**Supplied passage:**
------------------------------------

# from saxons mum



## sasha's mum (Nov 24, 2008)

As i write this i am in floods of tears, its now the next day here in uk and im in bits, one i miss him he wasnt there to come say hi this morning and two all of you that have sent me messages, i have been tthrough this before 16 years ago with freeway, but it still hurts like hell and all these messages have made me cry even more if that is possible, but thanks to you all, dont know how long its going to take me to get over this , joshua is now letting it sink in and wished he had come with me, if im honist i thought i would be bringing him home, but........
today we are going to look out some photos and make a frame up for him and put it beside freeway, they where 2 of a kind


----------



## maggie1951 (Apr 20, 2007)

I have photos of my 2 i lost very close together all ovet the house and i had a potrait done of then as well and it does comfort me to look at them and think of all the good times we had.


----------



## Hudson (May 18, 2005)

We have a painting of our dear Jessie, and his collar is still under my pillow, the hurt and pain will eventually fade, but he will remain in your heart forever.

------------------------------------

**Provided information:**
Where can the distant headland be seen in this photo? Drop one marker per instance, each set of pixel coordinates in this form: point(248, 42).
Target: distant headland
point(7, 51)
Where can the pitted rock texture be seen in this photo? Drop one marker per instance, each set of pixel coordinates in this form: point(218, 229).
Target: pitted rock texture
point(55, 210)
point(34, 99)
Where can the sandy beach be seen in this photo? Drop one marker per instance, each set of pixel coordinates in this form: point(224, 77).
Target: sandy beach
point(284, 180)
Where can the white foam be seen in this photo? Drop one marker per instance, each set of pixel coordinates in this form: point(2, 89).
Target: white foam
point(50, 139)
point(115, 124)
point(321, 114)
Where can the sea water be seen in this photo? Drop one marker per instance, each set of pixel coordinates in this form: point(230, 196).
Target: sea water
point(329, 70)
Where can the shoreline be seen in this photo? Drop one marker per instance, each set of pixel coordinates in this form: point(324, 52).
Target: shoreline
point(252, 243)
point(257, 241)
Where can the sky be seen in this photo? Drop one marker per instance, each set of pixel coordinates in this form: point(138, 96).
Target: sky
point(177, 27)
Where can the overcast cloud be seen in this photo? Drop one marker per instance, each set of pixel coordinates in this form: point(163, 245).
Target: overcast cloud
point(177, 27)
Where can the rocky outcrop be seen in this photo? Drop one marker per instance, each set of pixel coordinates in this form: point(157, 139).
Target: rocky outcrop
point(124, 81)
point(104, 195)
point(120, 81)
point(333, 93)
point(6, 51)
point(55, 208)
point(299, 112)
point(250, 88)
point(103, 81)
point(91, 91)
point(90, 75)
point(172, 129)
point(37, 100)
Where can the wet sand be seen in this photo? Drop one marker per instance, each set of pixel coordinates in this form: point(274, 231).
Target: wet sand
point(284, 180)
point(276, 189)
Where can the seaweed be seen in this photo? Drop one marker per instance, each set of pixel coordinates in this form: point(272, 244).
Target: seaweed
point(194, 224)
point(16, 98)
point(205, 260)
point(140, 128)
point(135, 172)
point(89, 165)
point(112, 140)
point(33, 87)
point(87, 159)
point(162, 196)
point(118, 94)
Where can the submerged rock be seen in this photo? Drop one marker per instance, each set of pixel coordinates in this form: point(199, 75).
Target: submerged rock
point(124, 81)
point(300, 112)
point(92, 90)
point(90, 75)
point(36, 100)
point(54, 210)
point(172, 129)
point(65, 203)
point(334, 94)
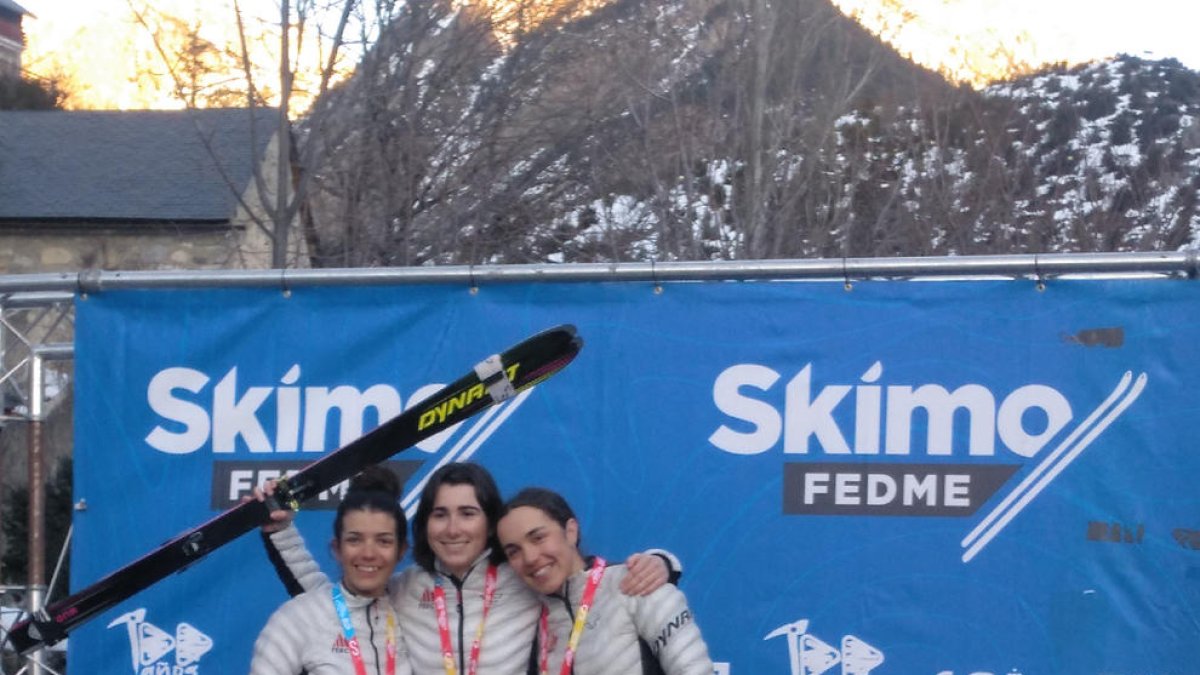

------------------------------------

**Instructions for the task:**
List the username that heads each post in the pet-loss thread.

**Exercise solution:**
sasha's mum
maggie1951
Hudson